# TASK BRIEF
Extract every line from the items below that contains the string "peak". Treat case as significant.

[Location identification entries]

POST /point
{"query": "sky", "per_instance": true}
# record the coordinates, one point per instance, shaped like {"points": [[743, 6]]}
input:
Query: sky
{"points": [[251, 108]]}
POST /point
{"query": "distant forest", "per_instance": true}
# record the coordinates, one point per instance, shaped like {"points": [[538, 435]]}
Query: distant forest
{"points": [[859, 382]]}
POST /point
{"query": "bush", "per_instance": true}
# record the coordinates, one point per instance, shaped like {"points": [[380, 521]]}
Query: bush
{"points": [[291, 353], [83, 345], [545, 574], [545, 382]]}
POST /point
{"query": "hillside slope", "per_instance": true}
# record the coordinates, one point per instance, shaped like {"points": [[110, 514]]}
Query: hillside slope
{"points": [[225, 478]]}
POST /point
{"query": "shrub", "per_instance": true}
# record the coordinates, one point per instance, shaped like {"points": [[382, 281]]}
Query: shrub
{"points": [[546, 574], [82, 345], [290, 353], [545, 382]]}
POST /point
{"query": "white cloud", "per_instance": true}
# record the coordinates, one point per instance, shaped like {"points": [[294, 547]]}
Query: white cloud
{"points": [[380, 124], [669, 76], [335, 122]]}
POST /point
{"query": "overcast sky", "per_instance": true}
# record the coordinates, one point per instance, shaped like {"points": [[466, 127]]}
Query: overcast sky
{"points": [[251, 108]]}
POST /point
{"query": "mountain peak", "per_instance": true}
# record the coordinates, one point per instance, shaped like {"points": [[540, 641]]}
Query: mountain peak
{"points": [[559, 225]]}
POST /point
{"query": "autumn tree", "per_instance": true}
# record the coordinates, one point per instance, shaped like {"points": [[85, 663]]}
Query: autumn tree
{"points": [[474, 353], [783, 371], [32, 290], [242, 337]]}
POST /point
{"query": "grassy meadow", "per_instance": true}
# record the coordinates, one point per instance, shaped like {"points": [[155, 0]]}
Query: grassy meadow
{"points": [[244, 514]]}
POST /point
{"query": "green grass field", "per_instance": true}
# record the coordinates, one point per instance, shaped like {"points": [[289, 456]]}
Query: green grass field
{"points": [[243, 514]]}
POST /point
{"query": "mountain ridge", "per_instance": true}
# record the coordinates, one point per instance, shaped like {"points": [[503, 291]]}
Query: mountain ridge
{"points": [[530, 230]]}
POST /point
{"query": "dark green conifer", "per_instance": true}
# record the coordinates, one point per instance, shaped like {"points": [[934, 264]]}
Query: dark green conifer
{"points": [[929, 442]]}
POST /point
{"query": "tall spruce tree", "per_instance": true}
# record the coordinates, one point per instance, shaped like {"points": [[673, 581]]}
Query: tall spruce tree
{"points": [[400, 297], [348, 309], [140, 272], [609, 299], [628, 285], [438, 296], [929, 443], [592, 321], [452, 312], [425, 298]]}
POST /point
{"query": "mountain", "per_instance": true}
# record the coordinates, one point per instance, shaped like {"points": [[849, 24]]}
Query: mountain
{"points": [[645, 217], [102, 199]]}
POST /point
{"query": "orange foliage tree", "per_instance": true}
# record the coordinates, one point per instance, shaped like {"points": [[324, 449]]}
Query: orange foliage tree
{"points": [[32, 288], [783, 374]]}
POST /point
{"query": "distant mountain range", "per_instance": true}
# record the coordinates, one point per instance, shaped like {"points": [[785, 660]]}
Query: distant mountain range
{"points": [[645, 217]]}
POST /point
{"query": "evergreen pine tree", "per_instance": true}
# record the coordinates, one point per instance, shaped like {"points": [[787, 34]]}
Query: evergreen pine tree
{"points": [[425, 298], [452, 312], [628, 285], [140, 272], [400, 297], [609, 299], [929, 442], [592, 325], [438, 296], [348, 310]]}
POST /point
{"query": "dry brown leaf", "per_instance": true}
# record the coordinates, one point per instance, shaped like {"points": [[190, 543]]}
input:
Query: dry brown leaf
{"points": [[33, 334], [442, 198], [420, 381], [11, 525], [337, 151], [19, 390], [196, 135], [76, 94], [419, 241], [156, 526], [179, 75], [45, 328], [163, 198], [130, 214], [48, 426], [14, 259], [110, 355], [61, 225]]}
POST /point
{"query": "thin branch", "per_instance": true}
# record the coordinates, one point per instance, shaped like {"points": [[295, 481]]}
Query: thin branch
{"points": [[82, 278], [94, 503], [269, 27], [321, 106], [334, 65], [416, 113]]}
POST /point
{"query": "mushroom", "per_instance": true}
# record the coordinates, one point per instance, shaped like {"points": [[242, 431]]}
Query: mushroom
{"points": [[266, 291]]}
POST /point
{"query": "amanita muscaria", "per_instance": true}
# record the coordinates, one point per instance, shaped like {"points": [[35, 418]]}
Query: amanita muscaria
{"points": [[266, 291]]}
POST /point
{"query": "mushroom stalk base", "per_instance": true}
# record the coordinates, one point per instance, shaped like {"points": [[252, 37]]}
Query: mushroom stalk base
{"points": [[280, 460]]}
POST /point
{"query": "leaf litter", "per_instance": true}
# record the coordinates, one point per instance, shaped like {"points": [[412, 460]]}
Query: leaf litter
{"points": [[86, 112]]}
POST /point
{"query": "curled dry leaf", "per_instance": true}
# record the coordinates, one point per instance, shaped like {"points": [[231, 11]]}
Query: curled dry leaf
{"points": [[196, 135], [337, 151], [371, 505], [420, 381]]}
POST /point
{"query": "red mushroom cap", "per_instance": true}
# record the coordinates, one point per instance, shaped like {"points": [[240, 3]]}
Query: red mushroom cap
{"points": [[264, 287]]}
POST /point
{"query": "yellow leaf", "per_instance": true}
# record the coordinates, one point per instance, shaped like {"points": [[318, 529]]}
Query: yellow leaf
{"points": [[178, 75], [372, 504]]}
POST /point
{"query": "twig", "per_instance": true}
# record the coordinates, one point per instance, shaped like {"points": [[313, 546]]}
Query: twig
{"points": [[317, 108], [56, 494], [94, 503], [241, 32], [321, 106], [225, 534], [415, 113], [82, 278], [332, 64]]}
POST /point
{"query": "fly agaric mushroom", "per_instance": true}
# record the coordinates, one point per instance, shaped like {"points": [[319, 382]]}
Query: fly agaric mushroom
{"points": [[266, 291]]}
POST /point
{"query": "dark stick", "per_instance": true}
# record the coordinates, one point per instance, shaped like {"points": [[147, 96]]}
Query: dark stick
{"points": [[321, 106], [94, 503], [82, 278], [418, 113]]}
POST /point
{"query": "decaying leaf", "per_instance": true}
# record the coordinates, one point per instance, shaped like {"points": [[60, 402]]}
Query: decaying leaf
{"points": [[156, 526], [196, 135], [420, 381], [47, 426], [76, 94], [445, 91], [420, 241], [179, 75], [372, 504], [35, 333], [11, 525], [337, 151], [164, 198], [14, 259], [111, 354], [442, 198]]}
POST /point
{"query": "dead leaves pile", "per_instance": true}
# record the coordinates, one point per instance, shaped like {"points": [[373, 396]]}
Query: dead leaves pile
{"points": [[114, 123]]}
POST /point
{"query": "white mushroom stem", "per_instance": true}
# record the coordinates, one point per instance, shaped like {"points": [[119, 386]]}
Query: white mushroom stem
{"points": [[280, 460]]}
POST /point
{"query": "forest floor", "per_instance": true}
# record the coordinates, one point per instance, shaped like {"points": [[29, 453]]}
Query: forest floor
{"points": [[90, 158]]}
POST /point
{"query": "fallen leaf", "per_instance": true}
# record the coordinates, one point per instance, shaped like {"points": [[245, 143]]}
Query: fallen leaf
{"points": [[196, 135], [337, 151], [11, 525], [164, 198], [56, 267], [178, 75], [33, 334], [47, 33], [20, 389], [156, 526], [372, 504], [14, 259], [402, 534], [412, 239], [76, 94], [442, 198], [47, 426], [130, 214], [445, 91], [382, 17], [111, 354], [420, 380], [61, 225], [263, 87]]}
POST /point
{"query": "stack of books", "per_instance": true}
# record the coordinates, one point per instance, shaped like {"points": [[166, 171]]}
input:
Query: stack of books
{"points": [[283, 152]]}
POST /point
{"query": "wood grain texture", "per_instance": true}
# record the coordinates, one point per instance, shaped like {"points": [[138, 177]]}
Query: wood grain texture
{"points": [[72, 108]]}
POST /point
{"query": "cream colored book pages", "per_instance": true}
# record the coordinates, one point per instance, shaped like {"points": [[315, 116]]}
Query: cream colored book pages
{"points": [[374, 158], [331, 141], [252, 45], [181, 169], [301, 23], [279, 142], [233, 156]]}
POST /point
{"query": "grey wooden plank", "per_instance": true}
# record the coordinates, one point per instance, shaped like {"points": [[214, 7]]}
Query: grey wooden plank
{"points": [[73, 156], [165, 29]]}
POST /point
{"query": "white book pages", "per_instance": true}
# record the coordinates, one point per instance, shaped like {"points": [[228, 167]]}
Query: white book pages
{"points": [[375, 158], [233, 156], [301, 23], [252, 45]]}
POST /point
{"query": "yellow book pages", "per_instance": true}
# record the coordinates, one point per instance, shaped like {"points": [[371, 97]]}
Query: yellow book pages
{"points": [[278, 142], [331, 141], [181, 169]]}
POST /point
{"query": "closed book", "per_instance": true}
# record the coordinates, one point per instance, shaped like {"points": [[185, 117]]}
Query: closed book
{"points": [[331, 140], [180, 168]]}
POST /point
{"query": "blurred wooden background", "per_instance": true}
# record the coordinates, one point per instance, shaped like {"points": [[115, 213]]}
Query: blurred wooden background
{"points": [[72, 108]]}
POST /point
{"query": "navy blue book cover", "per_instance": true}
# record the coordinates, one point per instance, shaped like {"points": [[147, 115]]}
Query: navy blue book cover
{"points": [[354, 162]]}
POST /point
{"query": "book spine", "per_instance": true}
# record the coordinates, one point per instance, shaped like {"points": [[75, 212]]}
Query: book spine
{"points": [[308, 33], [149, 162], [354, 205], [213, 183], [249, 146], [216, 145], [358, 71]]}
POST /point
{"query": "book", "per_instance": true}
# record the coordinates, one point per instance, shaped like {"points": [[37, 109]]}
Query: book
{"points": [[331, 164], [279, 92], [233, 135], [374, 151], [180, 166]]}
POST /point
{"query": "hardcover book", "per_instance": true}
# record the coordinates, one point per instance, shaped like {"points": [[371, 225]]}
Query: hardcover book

# WRITTEN ANSWER
{"query": "mountain peak", "per_instance": true}
Query: mountain peak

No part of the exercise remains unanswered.